[Catalyst-commits] r14544 - trunk/examples/CatalystAdvent/root/2014

jnapiorkowski at dev.catalyst.perl.org jnapiorkowski at dev.catalyst.perl.org
Thu Dec 11 02:43:19 GMT 2014


Author: jnapiorkowski
Date: 2014-12-11 02:43:19 +0000 (Thu, 11 Dec 2014)
New Revision: 14544

Added:
   trunk/examples/CatalystAdvent/root/2014/12.pod
Log:
day 12

Added: trunk/examples/CatalystAdvent/root/2014/12.pod
===================================================================
--- trunk/examples/CatalystAdvent/root/2014/12.pod	                        (rev 0)
+++ trunk/examples/CatalystAdvent/root/2014/12.pod	2014-12-11 02:43:19 UTC (rev 14544)
@@ -0,0 +1,147 @@
+=head1 UTF8 in Controller Actions 
+
+All about stuff that is changing in the Holland (current development)
+release around content encoding and unicode support (part one,
+controllers and actions).

::::

- Exercise brief -
What new revision number does the commit message above report?

::::

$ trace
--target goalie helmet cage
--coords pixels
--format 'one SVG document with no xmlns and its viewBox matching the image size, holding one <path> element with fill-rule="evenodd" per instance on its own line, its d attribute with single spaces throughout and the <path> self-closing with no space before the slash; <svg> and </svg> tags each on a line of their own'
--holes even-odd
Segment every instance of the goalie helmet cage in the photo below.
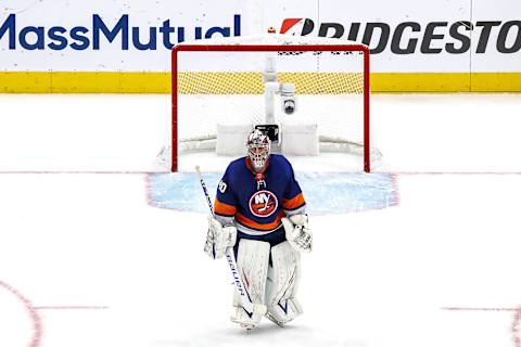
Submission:
<svg viewBox="0 0 521 347">
<path fill-rule="evenodd" d="M 202 40 L 209 41 L 209 40 Z M 178 171 L 179 168 L 179 94 L 182 93 L 180 86 L 180 75 L 182 72 L 179 69 L 179 60 L 181 52 L 274 52 L 278 54 L 298 54 L 302 52 L 358 52 L 363 55 L 363 67 L 360 74 L 363 75 L 361 87 L 363 90 L 363 137 L 360 139 L 363 150 L 364 171 L 370 172 L 371 170 L 371 149 L 370 149 L 370 123 L 369 123 L 369 49 L 364 44 L 254 44 L 251 42 L 244 44 L 221 44 L 221 43 L 195 43 L 195 44 L 177 44 L 171 51 L 171 137 L 170 137 L 170 170 L 173 172 Z M 213 62 L 208 61 L 208 65 Z M 203 93 L 207 93 L 204 91 Z"/>
</svg>

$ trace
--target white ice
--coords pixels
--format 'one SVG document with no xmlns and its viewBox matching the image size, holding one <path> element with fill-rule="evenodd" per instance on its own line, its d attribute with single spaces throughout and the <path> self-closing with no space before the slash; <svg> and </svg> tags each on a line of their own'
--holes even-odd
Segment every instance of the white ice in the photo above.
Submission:
<svg viewBox="0 0 521 347">
<path fill-rule="evenodd" d="M 519 94 L 373 95 L 398 206 L 312 216 L 305 313 L 250 335 L 205 216 L 148 204 L 168 97 L 0 103 L 2 347 L 521 344 Z"/>
</svg>

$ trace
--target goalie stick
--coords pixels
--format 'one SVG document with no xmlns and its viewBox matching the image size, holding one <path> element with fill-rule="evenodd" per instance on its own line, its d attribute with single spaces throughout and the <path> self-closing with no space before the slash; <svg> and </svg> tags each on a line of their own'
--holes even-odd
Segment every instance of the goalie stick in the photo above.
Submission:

::::

- Answer below -
14544